*Work instruction*: Bring together every line in the data that includes "target".
^^^^^^^^^^^^^^^^
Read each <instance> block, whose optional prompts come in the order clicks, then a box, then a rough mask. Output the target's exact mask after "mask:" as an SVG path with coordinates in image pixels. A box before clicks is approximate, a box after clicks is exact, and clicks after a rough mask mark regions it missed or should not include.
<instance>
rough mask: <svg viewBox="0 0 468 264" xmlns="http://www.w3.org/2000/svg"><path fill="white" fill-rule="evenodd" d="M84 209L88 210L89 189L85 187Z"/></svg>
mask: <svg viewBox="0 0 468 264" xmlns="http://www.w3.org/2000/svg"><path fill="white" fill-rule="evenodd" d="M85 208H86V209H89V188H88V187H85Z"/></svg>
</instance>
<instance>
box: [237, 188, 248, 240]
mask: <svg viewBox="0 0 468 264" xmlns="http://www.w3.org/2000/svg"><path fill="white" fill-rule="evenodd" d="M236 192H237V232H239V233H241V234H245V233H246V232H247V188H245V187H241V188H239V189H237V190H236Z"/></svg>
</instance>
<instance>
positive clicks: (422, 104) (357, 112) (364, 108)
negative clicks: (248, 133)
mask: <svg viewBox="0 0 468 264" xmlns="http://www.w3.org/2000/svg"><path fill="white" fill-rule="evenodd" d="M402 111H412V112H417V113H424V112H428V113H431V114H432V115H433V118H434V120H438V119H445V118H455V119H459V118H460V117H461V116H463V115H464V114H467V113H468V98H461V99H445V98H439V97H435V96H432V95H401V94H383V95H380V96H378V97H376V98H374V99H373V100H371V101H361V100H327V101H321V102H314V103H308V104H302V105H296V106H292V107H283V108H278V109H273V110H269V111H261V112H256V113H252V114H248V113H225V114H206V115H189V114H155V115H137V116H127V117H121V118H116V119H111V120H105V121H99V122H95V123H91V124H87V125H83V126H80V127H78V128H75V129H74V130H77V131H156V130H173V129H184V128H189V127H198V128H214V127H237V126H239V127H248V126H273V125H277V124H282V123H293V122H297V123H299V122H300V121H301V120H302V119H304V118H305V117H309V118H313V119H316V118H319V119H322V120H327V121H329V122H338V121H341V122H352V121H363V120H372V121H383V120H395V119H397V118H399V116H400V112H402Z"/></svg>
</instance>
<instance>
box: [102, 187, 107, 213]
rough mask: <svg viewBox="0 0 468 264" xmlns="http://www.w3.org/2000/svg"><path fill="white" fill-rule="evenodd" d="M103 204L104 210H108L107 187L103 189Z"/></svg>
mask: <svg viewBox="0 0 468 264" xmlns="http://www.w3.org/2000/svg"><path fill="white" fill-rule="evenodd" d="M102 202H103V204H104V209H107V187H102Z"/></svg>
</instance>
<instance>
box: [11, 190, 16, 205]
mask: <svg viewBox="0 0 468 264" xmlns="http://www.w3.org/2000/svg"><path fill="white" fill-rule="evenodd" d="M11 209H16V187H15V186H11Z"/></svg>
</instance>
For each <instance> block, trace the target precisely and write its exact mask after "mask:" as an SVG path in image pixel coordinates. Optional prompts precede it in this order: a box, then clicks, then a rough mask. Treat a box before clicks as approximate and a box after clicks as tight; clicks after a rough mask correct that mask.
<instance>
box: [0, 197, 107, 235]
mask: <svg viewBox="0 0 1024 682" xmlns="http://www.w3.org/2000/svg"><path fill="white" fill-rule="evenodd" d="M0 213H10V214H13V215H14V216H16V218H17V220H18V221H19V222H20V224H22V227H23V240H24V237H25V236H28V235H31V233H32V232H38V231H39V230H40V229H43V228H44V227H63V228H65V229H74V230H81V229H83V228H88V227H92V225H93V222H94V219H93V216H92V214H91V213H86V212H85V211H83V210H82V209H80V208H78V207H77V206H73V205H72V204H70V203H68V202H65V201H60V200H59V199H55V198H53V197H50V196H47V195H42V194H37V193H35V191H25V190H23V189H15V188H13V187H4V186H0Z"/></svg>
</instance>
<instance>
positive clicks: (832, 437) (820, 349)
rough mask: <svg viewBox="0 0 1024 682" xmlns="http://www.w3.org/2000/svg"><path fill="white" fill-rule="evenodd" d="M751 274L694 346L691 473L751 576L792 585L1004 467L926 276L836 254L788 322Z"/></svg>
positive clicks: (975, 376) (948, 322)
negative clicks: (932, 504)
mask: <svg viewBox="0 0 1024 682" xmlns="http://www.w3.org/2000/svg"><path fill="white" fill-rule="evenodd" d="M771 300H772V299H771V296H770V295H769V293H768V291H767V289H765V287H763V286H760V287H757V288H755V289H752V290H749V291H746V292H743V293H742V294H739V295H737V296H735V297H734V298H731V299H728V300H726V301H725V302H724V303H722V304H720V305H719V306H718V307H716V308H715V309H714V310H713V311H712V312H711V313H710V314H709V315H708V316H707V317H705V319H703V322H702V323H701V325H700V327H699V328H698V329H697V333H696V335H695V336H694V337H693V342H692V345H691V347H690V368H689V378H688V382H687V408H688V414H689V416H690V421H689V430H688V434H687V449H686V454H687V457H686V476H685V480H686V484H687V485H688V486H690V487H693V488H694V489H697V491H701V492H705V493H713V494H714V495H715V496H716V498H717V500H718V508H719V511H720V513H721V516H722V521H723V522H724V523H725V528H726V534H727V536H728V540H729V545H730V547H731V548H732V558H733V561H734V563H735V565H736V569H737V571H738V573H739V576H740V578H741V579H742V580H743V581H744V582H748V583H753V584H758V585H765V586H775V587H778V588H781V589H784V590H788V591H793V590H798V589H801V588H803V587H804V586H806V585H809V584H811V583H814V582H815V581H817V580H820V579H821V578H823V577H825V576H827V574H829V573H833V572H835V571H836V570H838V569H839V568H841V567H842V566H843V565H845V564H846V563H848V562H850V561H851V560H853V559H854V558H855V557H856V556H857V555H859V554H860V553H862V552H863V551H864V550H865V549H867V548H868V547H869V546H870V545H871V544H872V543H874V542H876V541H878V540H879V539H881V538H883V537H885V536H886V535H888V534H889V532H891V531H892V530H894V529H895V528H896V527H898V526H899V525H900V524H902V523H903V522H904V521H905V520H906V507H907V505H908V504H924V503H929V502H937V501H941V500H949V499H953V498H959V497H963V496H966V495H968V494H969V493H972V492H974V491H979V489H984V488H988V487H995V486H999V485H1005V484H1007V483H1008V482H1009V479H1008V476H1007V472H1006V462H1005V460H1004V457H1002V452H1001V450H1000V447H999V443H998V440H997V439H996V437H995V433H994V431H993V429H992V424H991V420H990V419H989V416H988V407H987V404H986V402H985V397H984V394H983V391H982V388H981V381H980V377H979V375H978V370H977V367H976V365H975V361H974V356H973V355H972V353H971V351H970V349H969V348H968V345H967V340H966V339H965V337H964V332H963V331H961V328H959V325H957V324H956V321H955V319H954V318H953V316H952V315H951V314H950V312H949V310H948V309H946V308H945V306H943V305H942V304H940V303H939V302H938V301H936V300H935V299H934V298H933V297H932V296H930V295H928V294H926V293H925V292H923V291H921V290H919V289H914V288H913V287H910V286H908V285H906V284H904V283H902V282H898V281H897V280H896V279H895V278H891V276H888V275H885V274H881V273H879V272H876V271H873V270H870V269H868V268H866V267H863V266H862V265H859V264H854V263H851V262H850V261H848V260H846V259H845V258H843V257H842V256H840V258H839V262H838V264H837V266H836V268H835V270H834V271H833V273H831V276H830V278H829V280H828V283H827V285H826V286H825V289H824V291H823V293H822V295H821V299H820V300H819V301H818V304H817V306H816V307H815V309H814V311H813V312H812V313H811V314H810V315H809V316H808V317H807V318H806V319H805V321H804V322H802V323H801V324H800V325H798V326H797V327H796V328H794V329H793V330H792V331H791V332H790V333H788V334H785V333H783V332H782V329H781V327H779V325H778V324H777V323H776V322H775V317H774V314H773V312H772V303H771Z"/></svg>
^^^^^^^^^^^^^^^^
*Answer to the exercise*:
Read each <instance> block, whose optional prompts come in the order clicks, then a box, then a rough mask. Output the target's exact mask after "mask:" as an SVG path with coordinates in image pixels. A box before clicks is approximate, a box after clicks is exact, and clicks after a rough mask mark regions it missed or should not include.
For each <instance> block, trace the target precisely and write its exact mask after "mask:" as an SVG path in image pixel coordinates. Optional prompts precede it in this order: a box, then clicks, then a rough mask. Treat a box before clicks as approximate and a box after clicks as tight; clicks after a rough mask correct that mask.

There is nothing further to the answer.